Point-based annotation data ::
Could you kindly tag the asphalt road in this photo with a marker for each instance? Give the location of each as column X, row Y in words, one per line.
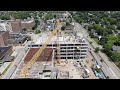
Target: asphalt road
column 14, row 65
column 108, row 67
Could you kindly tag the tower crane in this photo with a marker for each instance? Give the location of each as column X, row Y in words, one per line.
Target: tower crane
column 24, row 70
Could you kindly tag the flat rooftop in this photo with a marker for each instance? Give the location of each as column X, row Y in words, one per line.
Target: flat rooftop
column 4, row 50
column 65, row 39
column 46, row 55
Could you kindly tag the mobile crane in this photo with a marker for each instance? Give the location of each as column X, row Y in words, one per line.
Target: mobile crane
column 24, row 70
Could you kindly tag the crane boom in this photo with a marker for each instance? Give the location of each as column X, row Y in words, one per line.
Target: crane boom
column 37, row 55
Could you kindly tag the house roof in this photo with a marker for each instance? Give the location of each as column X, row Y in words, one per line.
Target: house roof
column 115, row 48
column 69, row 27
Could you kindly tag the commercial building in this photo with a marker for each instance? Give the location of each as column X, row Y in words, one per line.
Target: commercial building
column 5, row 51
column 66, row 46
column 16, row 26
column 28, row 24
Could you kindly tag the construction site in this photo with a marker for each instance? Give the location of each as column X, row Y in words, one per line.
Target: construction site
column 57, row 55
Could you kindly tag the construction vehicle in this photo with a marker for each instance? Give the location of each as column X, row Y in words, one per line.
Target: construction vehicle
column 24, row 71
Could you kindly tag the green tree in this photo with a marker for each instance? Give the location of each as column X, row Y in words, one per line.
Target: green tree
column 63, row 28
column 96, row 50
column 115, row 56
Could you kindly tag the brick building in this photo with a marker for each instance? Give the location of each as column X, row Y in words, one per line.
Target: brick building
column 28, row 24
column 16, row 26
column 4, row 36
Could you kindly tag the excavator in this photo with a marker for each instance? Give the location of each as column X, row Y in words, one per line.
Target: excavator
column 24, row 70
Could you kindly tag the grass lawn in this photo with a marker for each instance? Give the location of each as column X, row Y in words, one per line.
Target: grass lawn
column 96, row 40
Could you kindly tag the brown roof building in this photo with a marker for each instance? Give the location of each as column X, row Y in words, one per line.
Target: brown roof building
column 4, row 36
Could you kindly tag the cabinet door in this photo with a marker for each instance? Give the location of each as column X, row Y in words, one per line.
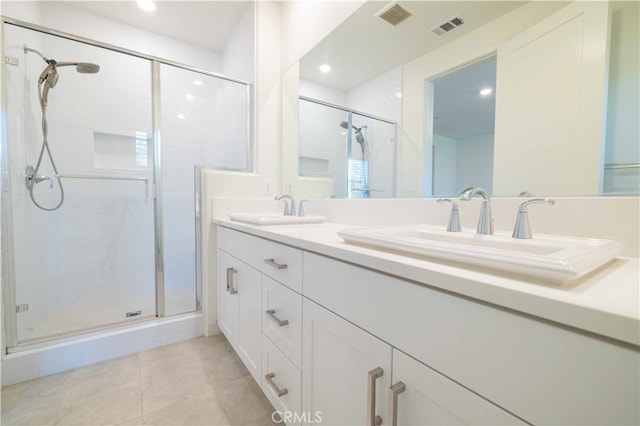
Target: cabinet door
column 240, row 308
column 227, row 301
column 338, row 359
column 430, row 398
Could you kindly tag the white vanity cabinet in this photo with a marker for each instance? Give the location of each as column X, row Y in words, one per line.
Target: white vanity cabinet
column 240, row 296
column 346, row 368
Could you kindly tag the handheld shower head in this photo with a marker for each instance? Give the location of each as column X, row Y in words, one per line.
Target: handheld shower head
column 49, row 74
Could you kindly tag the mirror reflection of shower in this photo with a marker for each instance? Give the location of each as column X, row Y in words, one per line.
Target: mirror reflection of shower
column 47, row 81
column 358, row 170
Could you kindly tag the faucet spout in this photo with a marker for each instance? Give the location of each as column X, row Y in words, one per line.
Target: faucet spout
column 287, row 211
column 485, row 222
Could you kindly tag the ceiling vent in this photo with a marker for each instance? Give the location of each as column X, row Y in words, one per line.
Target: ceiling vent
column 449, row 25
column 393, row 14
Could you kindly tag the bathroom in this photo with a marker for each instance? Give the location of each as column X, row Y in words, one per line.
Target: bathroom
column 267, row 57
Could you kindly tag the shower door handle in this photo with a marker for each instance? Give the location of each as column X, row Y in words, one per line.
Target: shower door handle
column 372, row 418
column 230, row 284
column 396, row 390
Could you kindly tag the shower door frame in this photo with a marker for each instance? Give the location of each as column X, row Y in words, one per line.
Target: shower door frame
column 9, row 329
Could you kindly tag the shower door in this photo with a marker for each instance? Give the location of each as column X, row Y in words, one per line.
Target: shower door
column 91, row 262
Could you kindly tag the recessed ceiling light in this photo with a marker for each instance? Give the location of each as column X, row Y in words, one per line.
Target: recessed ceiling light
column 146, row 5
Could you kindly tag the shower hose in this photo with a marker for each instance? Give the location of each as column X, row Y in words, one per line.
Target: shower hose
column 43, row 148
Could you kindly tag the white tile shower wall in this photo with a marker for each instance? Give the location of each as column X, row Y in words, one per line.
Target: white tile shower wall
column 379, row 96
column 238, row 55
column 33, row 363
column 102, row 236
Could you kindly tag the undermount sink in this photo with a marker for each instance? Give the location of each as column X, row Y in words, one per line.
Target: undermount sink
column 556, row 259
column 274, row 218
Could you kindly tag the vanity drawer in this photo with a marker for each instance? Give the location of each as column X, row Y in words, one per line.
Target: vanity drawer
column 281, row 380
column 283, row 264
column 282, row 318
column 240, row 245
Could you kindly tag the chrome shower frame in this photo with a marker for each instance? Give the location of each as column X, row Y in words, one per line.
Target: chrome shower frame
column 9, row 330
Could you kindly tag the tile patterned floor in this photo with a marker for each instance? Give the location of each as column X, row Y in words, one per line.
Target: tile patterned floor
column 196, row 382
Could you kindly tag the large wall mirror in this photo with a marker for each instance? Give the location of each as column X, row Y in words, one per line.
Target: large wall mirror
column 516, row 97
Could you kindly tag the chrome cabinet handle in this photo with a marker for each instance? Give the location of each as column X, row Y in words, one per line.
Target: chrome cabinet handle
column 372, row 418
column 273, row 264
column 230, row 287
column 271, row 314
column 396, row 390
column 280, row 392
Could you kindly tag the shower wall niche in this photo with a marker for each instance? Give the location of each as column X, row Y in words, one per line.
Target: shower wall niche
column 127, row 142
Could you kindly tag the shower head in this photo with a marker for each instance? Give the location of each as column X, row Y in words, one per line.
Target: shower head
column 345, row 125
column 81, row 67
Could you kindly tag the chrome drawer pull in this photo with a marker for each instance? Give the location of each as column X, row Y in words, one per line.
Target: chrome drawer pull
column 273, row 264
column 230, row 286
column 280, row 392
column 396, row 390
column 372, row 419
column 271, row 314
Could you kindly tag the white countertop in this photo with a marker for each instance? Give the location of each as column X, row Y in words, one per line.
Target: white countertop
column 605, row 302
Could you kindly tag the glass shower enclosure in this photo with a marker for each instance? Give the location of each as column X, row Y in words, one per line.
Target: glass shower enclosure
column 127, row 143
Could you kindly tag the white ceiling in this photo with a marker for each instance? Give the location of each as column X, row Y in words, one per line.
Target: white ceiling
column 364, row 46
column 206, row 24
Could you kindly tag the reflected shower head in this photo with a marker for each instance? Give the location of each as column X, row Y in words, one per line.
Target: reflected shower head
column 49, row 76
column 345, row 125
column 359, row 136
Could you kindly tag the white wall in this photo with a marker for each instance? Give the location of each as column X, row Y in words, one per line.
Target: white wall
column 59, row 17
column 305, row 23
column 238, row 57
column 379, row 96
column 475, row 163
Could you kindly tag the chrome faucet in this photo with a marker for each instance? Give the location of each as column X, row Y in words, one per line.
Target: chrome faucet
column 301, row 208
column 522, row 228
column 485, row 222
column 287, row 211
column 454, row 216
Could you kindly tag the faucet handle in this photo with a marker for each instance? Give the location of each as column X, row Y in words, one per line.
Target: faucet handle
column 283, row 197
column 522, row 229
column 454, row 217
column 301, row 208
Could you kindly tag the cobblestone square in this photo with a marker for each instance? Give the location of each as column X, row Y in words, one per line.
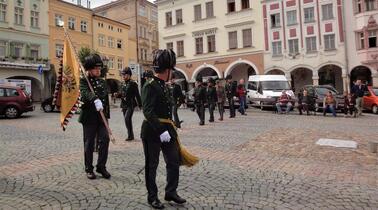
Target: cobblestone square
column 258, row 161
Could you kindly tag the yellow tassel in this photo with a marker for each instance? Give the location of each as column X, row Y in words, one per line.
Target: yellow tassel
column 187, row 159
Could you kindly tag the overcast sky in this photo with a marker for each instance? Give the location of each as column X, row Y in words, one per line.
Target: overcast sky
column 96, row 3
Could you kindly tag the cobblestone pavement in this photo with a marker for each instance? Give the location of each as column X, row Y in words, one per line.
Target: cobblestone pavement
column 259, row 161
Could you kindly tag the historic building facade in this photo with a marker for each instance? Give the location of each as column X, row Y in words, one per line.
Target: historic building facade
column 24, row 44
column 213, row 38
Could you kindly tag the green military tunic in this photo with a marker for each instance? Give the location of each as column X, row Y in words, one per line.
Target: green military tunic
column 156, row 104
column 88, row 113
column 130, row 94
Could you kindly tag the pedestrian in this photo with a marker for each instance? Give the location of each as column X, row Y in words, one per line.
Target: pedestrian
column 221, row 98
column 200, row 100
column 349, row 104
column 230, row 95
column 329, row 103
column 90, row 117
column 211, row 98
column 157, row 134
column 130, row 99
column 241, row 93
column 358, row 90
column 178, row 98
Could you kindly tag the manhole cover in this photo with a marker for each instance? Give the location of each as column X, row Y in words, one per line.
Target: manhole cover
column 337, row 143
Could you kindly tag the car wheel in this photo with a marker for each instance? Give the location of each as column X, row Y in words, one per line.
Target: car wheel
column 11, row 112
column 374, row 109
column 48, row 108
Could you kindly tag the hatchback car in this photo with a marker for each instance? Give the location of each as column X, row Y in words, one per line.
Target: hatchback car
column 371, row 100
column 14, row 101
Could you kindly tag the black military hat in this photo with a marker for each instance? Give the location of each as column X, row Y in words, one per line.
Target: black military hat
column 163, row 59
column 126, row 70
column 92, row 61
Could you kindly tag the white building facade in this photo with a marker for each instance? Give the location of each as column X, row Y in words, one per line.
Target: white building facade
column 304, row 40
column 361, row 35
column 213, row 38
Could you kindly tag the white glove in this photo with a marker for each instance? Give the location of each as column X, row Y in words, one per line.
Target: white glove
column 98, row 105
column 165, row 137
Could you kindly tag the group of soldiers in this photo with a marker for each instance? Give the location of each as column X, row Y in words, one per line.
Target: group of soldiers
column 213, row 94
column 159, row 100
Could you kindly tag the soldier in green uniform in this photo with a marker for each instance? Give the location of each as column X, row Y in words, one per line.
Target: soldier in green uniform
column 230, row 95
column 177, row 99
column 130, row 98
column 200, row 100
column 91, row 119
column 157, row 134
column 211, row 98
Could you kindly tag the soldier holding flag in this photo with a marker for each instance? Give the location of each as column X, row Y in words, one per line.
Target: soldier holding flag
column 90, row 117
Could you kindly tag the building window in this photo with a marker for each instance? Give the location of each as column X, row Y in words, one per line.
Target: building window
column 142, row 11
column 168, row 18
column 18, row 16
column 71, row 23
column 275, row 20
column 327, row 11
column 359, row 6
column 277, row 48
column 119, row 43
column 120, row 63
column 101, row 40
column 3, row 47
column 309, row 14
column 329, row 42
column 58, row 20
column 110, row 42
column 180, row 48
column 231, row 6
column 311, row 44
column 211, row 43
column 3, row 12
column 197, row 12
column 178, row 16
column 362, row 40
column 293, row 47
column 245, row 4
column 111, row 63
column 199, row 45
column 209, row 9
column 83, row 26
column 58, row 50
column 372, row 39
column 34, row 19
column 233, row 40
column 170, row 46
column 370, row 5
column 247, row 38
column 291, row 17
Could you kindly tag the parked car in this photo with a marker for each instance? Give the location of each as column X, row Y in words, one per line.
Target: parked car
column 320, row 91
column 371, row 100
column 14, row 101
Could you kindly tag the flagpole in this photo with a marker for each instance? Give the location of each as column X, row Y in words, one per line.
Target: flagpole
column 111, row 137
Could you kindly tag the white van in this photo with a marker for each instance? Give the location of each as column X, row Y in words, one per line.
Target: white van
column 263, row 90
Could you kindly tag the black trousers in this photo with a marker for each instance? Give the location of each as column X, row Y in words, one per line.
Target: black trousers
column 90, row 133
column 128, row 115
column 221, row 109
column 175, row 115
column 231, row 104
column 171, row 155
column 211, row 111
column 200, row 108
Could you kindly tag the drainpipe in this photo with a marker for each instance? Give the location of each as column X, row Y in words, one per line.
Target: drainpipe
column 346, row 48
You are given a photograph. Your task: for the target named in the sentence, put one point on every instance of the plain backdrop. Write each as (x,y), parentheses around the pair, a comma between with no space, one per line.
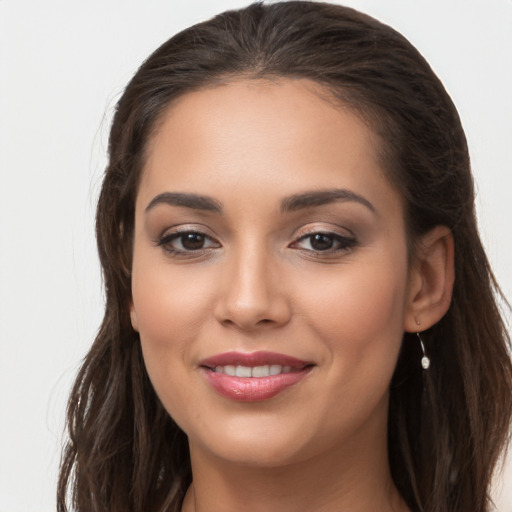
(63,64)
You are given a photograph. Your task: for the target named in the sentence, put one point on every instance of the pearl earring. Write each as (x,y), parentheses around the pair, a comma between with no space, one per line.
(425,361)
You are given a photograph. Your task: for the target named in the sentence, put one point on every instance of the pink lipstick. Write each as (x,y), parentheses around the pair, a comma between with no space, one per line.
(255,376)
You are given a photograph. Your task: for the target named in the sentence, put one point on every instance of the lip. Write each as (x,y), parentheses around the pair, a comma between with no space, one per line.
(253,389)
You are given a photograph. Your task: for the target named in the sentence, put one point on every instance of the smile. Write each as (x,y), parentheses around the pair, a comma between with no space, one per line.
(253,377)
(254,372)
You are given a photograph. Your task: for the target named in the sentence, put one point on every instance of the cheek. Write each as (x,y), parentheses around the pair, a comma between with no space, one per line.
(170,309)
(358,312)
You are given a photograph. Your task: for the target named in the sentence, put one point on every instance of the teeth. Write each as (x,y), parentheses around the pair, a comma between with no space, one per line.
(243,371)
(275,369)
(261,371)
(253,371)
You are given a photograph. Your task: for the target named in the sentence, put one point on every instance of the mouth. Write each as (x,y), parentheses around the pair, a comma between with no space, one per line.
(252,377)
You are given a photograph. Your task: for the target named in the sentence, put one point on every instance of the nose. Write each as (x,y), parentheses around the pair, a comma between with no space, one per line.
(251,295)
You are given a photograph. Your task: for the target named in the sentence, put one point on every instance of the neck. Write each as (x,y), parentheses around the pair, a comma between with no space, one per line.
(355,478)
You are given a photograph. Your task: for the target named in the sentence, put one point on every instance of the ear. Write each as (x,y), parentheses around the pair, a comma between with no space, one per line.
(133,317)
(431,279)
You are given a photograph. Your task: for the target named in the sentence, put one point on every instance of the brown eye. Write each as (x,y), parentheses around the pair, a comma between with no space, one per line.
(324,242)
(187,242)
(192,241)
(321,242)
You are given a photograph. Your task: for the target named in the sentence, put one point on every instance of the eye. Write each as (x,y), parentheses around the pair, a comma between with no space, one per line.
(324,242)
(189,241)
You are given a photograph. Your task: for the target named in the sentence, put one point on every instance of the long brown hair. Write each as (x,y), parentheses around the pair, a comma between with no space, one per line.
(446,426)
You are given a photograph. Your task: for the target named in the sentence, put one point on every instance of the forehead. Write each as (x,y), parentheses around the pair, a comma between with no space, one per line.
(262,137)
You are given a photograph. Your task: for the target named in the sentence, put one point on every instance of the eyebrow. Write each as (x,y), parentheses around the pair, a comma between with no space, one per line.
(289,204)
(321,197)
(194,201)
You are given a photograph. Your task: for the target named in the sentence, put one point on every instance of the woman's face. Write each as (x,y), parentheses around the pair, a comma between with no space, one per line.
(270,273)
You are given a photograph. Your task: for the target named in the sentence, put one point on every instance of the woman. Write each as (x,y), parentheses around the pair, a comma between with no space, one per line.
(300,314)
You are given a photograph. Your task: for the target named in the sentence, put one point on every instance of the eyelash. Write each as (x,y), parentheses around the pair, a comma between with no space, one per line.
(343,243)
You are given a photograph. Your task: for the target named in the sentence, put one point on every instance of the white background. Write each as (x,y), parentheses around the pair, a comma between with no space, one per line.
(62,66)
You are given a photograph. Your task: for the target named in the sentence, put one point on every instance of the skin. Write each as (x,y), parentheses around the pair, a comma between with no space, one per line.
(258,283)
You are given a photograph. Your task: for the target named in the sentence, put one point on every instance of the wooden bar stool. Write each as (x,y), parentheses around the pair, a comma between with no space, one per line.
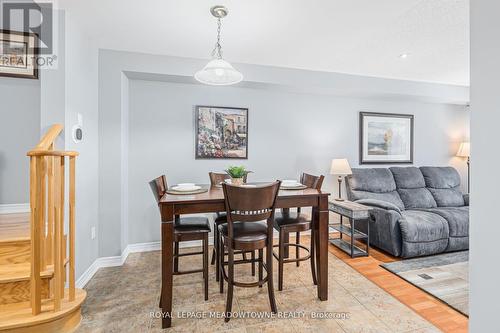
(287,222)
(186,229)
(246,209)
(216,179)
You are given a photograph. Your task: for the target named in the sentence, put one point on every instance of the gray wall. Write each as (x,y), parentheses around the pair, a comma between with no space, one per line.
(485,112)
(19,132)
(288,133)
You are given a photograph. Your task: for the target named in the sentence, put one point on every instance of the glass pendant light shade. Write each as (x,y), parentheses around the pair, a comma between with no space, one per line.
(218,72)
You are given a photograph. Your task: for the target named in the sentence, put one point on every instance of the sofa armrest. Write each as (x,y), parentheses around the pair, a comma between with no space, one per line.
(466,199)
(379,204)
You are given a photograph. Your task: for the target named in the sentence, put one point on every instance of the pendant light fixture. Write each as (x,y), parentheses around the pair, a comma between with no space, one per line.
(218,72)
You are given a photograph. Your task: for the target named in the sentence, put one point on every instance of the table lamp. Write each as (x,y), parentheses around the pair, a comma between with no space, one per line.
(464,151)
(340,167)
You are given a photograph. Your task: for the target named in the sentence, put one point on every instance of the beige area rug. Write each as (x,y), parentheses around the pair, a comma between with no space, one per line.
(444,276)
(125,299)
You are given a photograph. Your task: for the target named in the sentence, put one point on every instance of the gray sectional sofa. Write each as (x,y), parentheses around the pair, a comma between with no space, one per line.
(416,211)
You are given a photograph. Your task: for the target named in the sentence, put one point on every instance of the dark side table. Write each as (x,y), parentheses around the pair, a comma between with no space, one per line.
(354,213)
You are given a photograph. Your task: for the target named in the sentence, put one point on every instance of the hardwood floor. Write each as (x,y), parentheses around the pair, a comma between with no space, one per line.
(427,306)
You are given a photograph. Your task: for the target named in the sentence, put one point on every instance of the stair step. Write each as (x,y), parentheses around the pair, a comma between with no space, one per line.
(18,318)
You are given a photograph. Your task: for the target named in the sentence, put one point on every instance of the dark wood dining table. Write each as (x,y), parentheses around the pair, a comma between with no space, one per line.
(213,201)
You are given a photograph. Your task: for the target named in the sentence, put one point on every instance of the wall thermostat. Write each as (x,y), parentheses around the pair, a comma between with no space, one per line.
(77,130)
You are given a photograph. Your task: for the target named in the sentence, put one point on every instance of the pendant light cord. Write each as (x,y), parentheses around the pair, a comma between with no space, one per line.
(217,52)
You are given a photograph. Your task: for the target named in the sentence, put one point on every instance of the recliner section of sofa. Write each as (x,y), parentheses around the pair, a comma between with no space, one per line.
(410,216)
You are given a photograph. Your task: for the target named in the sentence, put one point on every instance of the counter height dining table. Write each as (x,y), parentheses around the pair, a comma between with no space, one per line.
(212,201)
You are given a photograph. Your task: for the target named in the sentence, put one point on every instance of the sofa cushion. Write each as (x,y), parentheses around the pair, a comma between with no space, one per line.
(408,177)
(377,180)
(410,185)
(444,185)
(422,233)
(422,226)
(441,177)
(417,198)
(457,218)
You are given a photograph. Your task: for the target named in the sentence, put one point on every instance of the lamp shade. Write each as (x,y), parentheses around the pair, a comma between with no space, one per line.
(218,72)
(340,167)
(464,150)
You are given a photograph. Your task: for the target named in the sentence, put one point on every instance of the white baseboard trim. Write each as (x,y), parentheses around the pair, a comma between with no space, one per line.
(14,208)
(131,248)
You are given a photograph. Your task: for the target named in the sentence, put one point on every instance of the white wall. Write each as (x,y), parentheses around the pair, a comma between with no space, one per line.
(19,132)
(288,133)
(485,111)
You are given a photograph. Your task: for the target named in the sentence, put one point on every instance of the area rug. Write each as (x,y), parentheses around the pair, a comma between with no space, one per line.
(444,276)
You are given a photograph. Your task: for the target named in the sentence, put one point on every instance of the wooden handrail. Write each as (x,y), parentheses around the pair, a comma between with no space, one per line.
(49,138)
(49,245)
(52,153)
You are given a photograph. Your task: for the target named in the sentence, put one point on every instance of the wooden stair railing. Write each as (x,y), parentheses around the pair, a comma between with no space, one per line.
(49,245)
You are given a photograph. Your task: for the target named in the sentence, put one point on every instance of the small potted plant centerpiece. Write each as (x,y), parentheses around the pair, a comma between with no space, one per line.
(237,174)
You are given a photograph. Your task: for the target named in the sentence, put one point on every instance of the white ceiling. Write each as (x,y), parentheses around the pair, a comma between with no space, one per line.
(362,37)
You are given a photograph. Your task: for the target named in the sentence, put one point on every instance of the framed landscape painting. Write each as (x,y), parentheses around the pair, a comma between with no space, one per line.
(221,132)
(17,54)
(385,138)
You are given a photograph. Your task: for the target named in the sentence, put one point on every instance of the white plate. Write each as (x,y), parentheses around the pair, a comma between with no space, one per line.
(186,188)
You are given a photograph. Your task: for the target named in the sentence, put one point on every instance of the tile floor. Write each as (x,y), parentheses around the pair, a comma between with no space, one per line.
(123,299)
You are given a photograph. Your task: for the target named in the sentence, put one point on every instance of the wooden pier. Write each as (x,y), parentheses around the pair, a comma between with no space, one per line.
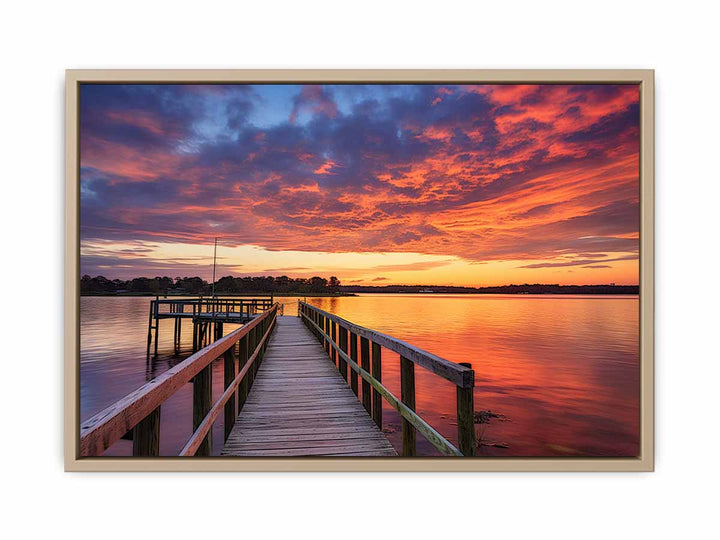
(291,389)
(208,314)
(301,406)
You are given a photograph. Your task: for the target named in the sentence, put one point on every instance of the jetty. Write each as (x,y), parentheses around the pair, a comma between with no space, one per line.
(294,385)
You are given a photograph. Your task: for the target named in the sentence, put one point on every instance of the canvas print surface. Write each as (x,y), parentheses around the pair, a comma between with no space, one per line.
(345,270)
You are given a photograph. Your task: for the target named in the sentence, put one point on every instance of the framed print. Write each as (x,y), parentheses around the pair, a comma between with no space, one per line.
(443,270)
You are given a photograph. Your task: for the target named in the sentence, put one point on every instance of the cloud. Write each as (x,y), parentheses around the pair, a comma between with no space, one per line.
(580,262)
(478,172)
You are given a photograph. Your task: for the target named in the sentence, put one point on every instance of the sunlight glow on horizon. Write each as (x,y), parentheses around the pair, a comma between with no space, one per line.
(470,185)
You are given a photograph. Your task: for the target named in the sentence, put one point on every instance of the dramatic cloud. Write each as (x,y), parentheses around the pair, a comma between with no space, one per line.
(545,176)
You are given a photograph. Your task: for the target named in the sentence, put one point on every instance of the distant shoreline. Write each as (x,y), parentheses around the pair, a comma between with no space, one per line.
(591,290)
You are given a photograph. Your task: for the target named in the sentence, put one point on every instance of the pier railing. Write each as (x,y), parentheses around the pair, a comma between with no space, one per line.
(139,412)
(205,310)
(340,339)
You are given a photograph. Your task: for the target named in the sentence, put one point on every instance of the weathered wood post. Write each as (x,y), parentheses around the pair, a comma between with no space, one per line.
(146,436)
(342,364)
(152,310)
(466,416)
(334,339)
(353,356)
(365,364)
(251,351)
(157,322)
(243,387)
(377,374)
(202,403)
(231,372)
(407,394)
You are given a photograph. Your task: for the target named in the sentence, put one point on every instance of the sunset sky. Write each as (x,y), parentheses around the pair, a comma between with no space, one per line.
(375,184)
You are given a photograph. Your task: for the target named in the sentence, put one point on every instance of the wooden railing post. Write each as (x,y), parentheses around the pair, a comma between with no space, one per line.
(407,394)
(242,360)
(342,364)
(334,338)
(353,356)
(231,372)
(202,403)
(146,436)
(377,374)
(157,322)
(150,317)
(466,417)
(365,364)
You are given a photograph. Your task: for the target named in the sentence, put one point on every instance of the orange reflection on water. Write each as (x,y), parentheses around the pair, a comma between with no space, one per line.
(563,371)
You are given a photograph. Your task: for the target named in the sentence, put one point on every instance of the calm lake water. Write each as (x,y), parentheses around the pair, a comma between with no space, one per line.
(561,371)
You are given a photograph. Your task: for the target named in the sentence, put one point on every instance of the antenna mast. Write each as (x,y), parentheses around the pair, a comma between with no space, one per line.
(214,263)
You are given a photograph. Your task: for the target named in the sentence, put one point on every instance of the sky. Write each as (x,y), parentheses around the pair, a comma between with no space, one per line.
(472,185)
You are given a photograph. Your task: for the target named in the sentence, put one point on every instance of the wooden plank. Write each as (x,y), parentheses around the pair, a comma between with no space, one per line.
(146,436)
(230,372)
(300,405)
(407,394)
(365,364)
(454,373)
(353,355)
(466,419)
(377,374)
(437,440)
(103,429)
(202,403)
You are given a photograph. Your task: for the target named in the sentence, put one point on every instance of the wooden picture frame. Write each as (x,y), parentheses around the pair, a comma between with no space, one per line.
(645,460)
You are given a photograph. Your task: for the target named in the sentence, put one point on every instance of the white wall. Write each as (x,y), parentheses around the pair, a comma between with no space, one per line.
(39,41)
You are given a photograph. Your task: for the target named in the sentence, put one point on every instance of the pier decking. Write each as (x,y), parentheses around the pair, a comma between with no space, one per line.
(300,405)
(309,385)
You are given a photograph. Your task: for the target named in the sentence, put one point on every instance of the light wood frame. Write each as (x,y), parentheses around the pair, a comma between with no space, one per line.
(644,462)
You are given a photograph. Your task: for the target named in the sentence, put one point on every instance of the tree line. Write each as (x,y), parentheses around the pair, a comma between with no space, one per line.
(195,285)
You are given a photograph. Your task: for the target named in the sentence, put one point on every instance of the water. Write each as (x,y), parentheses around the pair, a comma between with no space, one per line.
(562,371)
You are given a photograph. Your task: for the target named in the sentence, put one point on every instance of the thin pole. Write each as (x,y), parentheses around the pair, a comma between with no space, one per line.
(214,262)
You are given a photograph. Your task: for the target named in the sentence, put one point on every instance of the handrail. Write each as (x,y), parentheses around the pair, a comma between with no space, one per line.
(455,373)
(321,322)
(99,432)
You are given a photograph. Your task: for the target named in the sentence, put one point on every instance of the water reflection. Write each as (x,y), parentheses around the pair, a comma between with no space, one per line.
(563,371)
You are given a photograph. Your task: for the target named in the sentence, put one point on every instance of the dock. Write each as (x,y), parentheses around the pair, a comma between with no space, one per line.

What the task asks ::
Give again only the lines of the material above that run from the one with "of the water." through the end, both included, exactly as they appear.

Full response ::
You are given a photograph. Your task: for the target named in the sentence, put one point on every instance of the water. Write each as (x,y), parentheses around the pair, a comma between with no space, one per line.
(562,371)
You are given a photograph. Your task: for the target named in the sentence, put one point on every instance of the thin pole. Write each as (x,y), parentheses around the pair, a comma between with no space, one per line.
(214,262)
You are given a photograph. Your task: for the target named in the sentence, put one point on every instance of the handrail. Write each as (x,y), parentheses around the pair, a comma between with no space, one per line.
(455,373)
(321,322)
(99,432)
You are given a photograph. Your task: for the target named in the sentence, put one point on every instance of the water reflection. Write each as (x,y), parentheses around the pair, a comma between with no space, one per line.
(563,371)
You are given a photograph. Your task: for the target named in the sentence, put one point on every instance of the dock. Write each as (x,y), parentheses around the pair, a comma between with no space, one per line.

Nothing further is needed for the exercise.